#### 演習課題:
A. 新井の古巣復帰を伝える記事の「ふと、スタンドを見上げた。赤」から「診断されたが、チームは最下位を脱出した。」までを、「スタンド」を「観客席」に置き換えて書き直してください。
B. 新井の古巣復帰を伝える記事の続きを、最後の文の後から書き進めてください。

#### 提示本文:
········

広島新井を復活へ突き動かす思いとは…

【2015年5月10日デイリースポーツより】

 ふと、スタンドを見上げた。赤いユニホームが、鮮やかに揺れていた。真新しい「28番」、少し古びた「25番」も見える。背中には「ARAI」。8年ぶりに広島に戻ってきた。変わらぬ声援、笑顔で迎え入れてくれたファンの姿に、新井は胸を打たれている。

 「うれしいね、やっぱり。移籍してからも、ずっと捨てずに持ってくれていたってことでしょ。ありがたい」

 9日の阪神戦(甲子園)では「4番・一塁」でスタメン出場。五回に今季1号となる2ランを放つと、七回には中前2点打。2安打4打点と活躍した。試合途中に左手甲の痛みを訴え、その後、大阪市内の病院で「左手中指伸筋けん脱臼(だっきゅう)」と診断されたが、チームは最下位を脱出した。

8年ぶりの古巣復帰。オープン戦中には右肘の痛みを訴え「右肘関節炎」と診断された。開幕は絶望的な状況だったが、1週間を待たずに、キャッチボールや打撃練習を再開。「できる」と言い続けた。緒方監督は代打起用を前提に、開幕1軍メンバーに入れた。新井は「出ろと言われたら、スタメンでも出る」と言った。復活に燃える新井を突き動かす思いとは何なのか…。

 プロ17年目、38歳。昨季は94試合の出場で打率・244、3本塁打、31打点だった。腰椎の疲労骨折を発症した08年を除けば、14年ぶりに出場100試合未満。オフには「もう一回勝負したい」と阪神を自由契約で退団する道を自ら選択した。年俸は昨季2億円の10分の1となる2000万円。阪神から提示された8000万円よりも大きく下回った。

 7年間過ごした阪神への感謝は尽きない。それでも「最後は育ててもらったところで、燃え尽きたいと思った。カープに恩返しがしたい」と、8年ぶりの復帰を決めた。

········

#### データ記録:
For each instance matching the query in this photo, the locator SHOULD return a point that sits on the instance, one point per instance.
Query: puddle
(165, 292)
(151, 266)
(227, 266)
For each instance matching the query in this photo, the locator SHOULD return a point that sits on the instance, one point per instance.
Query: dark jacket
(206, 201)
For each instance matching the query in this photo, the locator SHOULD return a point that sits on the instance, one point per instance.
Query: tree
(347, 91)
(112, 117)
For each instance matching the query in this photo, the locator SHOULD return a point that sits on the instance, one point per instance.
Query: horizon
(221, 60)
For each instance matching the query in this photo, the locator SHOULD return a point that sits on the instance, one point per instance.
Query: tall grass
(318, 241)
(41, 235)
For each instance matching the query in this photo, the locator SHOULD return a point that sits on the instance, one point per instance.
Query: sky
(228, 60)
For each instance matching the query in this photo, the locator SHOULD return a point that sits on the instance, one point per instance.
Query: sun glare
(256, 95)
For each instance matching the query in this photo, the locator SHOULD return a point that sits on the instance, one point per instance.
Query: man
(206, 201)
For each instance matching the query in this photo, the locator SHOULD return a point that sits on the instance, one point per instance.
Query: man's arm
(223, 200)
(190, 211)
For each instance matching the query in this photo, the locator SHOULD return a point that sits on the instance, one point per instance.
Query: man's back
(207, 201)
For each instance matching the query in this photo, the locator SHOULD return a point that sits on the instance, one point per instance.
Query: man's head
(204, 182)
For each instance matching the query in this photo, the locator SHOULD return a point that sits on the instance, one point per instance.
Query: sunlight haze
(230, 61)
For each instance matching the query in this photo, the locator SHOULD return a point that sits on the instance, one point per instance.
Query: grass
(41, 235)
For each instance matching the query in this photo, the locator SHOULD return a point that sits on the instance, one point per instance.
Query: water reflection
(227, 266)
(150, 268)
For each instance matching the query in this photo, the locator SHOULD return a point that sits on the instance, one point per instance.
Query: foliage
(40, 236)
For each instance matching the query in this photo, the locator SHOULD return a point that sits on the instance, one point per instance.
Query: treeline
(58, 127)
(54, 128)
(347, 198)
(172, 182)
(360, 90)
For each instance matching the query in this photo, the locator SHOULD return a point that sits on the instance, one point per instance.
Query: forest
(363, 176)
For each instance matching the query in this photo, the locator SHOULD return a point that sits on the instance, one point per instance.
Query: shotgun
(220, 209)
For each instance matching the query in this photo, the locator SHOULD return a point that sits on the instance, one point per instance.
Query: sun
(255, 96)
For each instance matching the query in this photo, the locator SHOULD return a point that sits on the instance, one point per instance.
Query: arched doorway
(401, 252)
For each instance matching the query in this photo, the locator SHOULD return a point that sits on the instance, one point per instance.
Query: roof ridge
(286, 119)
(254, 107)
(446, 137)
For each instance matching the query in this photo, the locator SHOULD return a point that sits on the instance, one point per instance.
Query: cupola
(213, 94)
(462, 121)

········

#### 解答一覧:
A.
ふと、観客席を見上げた。赤いユニホームが、鮮やかに揺れていた。真新しい「28番」、少し古びた「25番」も見える。背中には「ARAI」。8年ぶりに広島に戻ってきた。変わらぬ声援、笑顔で迎え入れてくれたファンの姿に、新井は胸を打たれている。

 「うれしいね、やっぱり。移籍してからも、ずっと捨てずに持ってくれていたってことでしょ。ありがたい」

 9日の阪神戦(甲子園)では「4番・一塁」でスタメン出場。五回に今季1号となる2ランを放つと、七回には中前2点打。2安打4打点と活躍した。試合途中に左手甲の痛みを訴え、その後、大阪市内の病院で「左手中指伸筋けん脱臼(だっきゅう)」と診断されたが、チームは最下位を脱出した。

B.
 1998年度ドラフトで広島から6位指名を受けて入団。駒大時代は通算2本塁打だったが、広島はその潜在能力、将来性にかけて新井を指名した。入団後は猛練習で鍛え上げ、新井も期待に応えて本塁打王を獲得するまでに成長。阪神に移籍してからも、広島への感謝の思いを忘れたことはない。  そして、プロ野球人生集大成の舞台を用意し、もう一度温かく迎えてくれた広島。もはや年俸など関係なかった。燃え尽きるまでチームに貢献することが、自らの使命のごとく、全力プレーを貫こうとしている。  4月17日の中日戦(マツダ)から4番に定着。代打でも4番でも、その思いに変わりはない。守備に入ればピンチで積極的にマウンドに足を運ぶ。4月30日のDeNA戦(マツダ)ではアウトにこそなったが、内野ゴロで一塁にヘッドスライディング。その背中に引っ張られるように、菊池が、安部が内野ゴロで一塁へ飛び込んだ。

 「“お帰りなさい”と大声援をもらって。まさか自分がこんなにしていただけるとは、夢にも思ってなかったから。本当に感激した。今度は自分が、少しでも喜んでもらえるように。チームとして優勝もそう。ファンの方に恩返しがしたい。その一心でやっている」

 阪神へ移籍した際には、批判する広島ファンもいた。球場でもやじられた。それでも「25」のユニホームを捨てずに持っていてくれたファンは大勢いた。その思いに応えるためにも、死に物狂いで完全復活を目指そうとしている。

 4月11日の阪神戦。公式戦では、復帰後初めて訪れた甲子園球場で、敵味方なく球場全体から拍手を受けた。ひたむきにプレーする姿は、ファンの心にも届いている。

 まだまだ、ここから。新井自身、いまだ経験のない、そしてチーム24年ぶりのリーグ優勝を簡単にあきらめるつもりはない。38歳「恩返し」の戦いは続く。